• _Try it_
If a record contains a picture, leave the picture out and reproduce everything else exactly.
^^^^^^^^
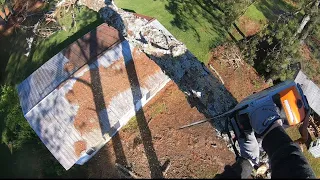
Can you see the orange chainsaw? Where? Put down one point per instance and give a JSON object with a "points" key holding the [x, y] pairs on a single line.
{"points": [[288, 96]]}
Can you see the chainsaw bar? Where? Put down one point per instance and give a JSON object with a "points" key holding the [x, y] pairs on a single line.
{"points": [[213, 118]]}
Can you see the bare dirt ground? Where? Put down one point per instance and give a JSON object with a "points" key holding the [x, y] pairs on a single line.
{"points": [[240, 82], [193, 153], [248, 26]]}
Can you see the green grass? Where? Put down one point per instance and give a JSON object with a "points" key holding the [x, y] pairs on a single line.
{"points": [[263, 11], [294, 134], [254, 14], [186, 20], [15, 66]]}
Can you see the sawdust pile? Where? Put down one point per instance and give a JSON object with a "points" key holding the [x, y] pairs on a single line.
{"points": [[80, 146], [95, 89]]}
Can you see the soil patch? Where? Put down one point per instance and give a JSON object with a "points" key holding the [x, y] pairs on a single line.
{"points": [[94, 90], [249, 26], [240, 82], [193, 153]]}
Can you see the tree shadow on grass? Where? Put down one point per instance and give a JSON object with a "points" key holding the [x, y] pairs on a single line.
{"points": [[272, 9]]}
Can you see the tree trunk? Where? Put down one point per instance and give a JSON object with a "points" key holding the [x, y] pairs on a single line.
{"points": [[303, 24], [4, 13]]}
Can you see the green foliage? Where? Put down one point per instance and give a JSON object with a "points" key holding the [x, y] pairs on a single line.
{"points": [[15, 129], [232, 9], [274, 51]]}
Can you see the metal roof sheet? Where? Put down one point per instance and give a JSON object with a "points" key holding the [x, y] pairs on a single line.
{"points": [[53, 117]]}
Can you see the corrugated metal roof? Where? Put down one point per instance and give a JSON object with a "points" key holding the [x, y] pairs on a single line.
{"points": [[311, 90], [53, 117], [45, 79]]}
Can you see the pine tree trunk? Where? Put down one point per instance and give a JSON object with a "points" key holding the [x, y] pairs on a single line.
{"points": [[303, 24], [4, 13]]}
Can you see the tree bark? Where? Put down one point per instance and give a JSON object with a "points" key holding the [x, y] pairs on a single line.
{"points": [[303, 24], [4, 13]]}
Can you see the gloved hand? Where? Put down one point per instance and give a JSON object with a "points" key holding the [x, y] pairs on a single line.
{"points": [[264, 113], [249, 148]]}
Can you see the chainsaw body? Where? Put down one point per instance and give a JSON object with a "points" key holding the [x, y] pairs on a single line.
{"points": [[289, 98]]}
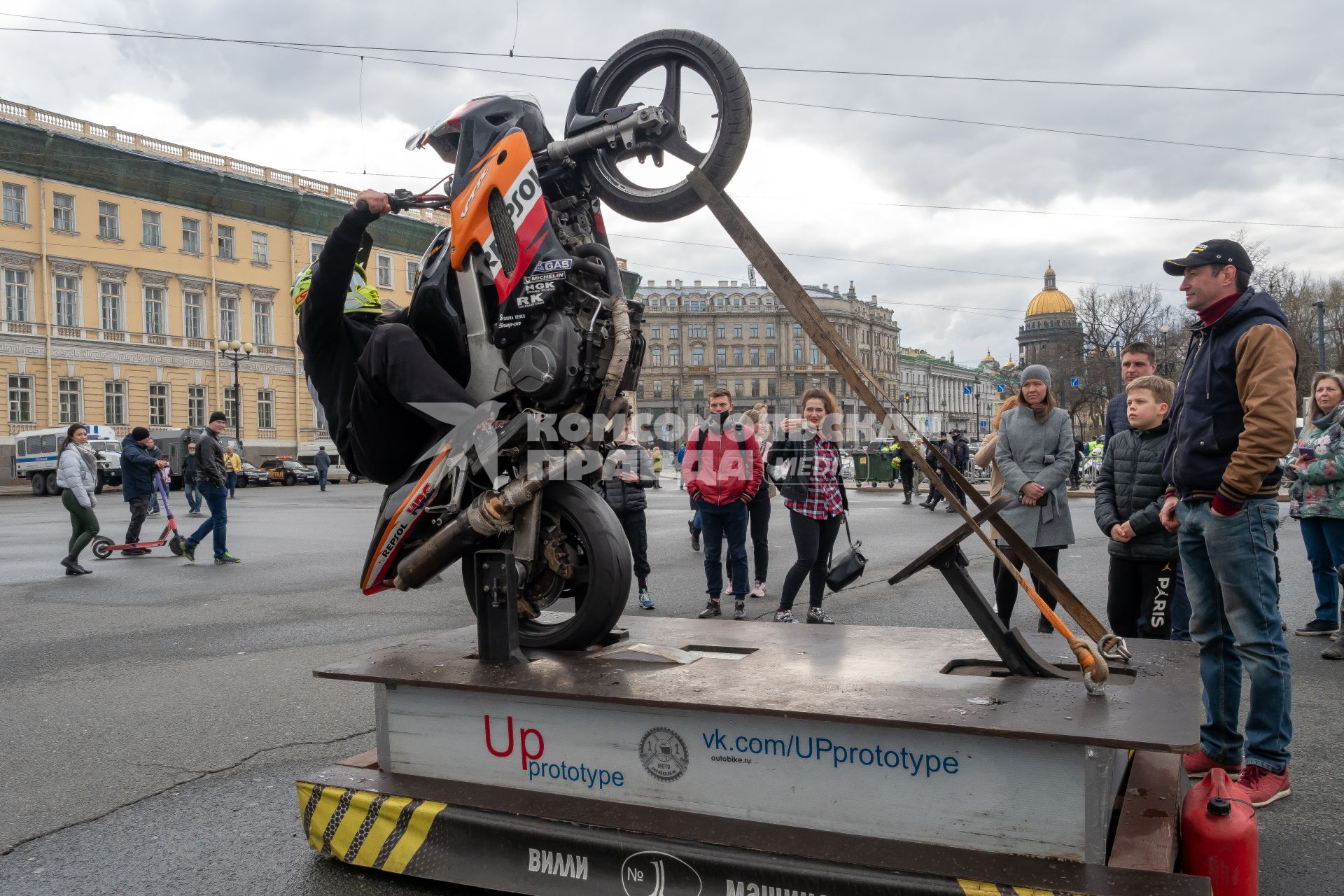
^^^^^^^^
• _Finished exercise_
Can you see the orange chainsaw? Where? Put down one point per instance and give a JSON object with a "points" key holding the [x, y] pairs on a single line.
{"points": [[288, 96]]}
Can you see the chainsaw bar? Where? Put down one point per instance and give a JSON object with a "points" key holding the [x, y] pairs on a single line.
{"points": [[213, 118]]}
Can you see the bare dirt ground? Where? Put down one point per instance and give a JSON object with a "points" key holding the [x, y] pairs on a single line.
{"points": [[240, 82], [193, 153], [248, 26]]}
Can you see the green grass? Where? Put down one point per instance and give a JSON object with a "points" key holding the [x, y] pairs on a single line.
{"points": [[263, 11], [294, 134], [254, 14], [186, 20], [15, 66]]}
Can you see the sawdust pile? Where? Put down one point per instance and give a JSON object with a "points" key holding the [x, y] pairs on a single line.
{"points": [[80, 146], [95, 89]]}
Can you see the soil patch? Where? Put down one point per instance and give a JSON object with a "points" key holding the [x, y] pairs on a single line.
{"points": [[94, 90], [249, 26], [240, 82], [193, 153]]}
Can you see the tree shadow on grass? Where? Put down one point per instance and give a JSON object with a "points" key holding the [x, y] pairs on a single line.
{"points": [[272, 9]]}
Can you see the tree trunk? Where? Put down one point per instance and give a JSON object with a "points" key holding the [x, y] pairs on a single line.
{"points": [[303, 24], [4, 13]]}
Can you see the green foliage? Where? Put down one point per instance and give a JSON object with a "points" key holding the [x, y] pairs on a single line.
{"points": [[15, 129], [232, 9], [274, 51]]}
Can you see the metal roof sheet? Where? Put down one point per instance and give a JSON object with a "points" key holding the [x, y] pairs on a single line.
{"points": [[53, 117]]}
Can you see the corrugated metal roof? Where? Put down one point per instance and give a JSON object with a "points" key holding the [x, y] pairs on a single line.
{"points": [[311, 90], [53, 117], [45, 79]]}
Can you see the pine tree trunk? Where? Put down one point per instance and give a JSON object with a "points" key holding the [x, y] pairs on a single line.
{"points": [[303, 24], [4, 13]]}
Can you see the tree bark? Where? Put down one point per instance and give a JSON object with a "points" key holding the [x, y] pairs on a single line.
{"points": [[303, 24], [4, 13]]}
Can you see the gloved hand? Where? Put down one point per instance and give a JSON object with a "points" key holding the [x, y] pairs on a single line.
{"points": [[264, 113], [249, 148]]}
Can you see the chainsaw body? Where? Put down one point per instance and give a JSON object with a "points" key holding the [x, y] pairs on a single line.
{"points": [[289, 98]]}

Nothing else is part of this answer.